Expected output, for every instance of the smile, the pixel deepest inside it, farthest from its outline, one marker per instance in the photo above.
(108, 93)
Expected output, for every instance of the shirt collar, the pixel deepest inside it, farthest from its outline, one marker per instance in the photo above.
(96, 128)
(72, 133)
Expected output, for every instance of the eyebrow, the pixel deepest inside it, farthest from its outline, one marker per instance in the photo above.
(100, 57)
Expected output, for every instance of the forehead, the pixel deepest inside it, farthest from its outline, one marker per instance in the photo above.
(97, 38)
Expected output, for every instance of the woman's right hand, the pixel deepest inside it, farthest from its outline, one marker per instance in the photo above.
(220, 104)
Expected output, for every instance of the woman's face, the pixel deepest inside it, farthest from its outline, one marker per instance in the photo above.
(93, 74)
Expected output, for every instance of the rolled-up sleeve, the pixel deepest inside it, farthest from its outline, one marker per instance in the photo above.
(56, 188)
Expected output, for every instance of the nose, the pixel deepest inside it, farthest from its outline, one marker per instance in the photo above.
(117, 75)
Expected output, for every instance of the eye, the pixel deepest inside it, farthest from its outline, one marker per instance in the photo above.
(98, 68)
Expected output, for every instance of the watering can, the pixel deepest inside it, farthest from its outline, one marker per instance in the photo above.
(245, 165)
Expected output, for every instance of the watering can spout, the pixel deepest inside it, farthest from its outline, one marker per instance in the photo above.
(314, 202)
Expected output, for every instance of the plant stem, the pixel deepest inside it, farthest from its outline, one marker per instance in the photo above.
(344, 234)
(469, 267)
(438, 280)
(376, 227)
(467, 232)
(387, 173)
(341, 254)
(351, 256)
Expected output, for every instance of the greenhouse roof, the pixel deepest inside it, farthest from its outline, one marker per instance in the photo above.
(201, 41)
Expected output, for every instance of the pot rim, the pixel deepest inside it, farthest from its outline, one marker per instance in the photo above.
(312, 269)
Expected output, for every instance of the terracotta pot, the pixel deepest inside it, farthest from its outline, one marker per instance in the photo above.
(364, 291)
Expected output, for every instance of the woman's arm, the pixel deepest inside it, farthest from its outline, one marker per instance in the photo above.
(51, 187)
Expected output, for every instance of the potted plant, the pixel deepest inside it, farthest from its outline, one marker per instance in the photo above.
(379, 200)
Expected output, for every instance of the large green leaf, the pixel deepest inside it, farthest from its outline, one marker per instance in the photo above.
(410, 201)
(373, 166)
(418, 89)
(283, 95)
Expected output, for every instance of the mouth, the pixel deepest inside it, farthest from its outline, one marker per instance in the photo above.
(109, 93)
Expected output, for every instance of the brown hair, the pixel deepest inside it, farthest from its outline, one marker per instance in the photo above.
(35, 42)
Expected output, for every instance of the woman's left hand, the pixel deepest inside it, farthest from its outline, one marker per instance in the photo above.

# SHORT PROBLEM:
Reproduce all of the records, putting "point" in place of every "marker" and leaving all other text unchanged.

# OUTPUT FOR THIS TASK:
Expected output, for every instance of the smile, the pixel deepest inside it, farthest from its outline, one point per instance in the photo above.
(108, 93)
Expected output, for every instance of the shirt collar, the pixel deepest inside it, farthest from its outline, one point per instance in the photo above.
(96, 128)
(72, 133)
Expected output, for every instance of the eyebrow, the pixel deepest inside it, farthest from its outline, one point per instance in the photo above.
(100, 57)
Expected output, for every instance of the forehead, the pixel deepest inside it, farthest from its outline, one point per instance in the photo above.
(97, 38)
Expected output, for every instance of the woman's right hand, the pixel deepest inside it, farthest from its outline, one point per instance in the photo above.
(220, 104)
Expected output, for every instance of the woman's face, the pixel deepest inside it, farthest from its outline, one point per instance in the photo above.
(93, 74)
Expected output, for every instance of the rolled-up sleeve, the pixel deepest inside it, farthest from its outline, one point per instance in the photo above.
(56, 188)
Expected output, for every instance of the nose, the pixel deepest inside it, farthest from its outline, one point per instance in the photo above.
(117, 75)
Expected output, for every instance of the eye, the pixel deepest inside it, farthest from its outline, one point per instance in the photo above.
(98, 68)
Expected output, for every instance of the watering can, the pixel deepest inside it, farthest from its outline, one point per instance in the photo above.
(245, 165)
Expected output, for every instance of the watering can spout, the pixel deepest inside it, farthest from its outline, one point per instance in the photo above.
(314, 202)
Expected output, for every instance of the plant stem, the pixel deepest inside it, farthest from its outline, one point per instance in the photo above.
(344, 234)
(469, 267)
(438, 280)
(376, 227)
(467, 232)
(387, 173)
(341, 254)
(351, 256)
Expected output, for every instance of the greenhouse roof, the pixel deepest inside it, farthest from its outline, one point per instance in the photo above.
(201, 41)
Expected output, for every instance of the pot rim, the pixel deepest inside it, farthest from its outline, one point per instance in the photo above.
(312, 269)
Expected output, for every instance of the terracotta pot, the pixel deepest inside it, farthest from its outline, one point per instance in the photo above.
(364, 291)
Expected output, for every instance of the woman's arm, the pixel deepest inside it, farthest from its outline, one point per instance in the photo above.
(51, 187)
Expected output, for every instance of the potted plant, the pixel deepest inside it, farthest from its outline, one point per instance in the photo above.
(379, 200)
Expected output, for every instance of the large green leaf, the pixel deepest inside it, farthest from its outline, one point per instance in the photo above.
(410, 201)
(373, 166)
(418, 89)
(283, 95)
Expected output, for every instance of the mouth, the pixel deepest inside it, farthest from its outline, one point per instance in the photo above.
(109, 93)
Expected output, for every instance of the brown hair, the pixel deepest inside it, farthest from its outline, one point per instance in the photo above.
(35, 42)
Expected output, for every instance of the woman's left hand, the pixel deepest inside it, farthest from its outline, one point per instance in the photo above.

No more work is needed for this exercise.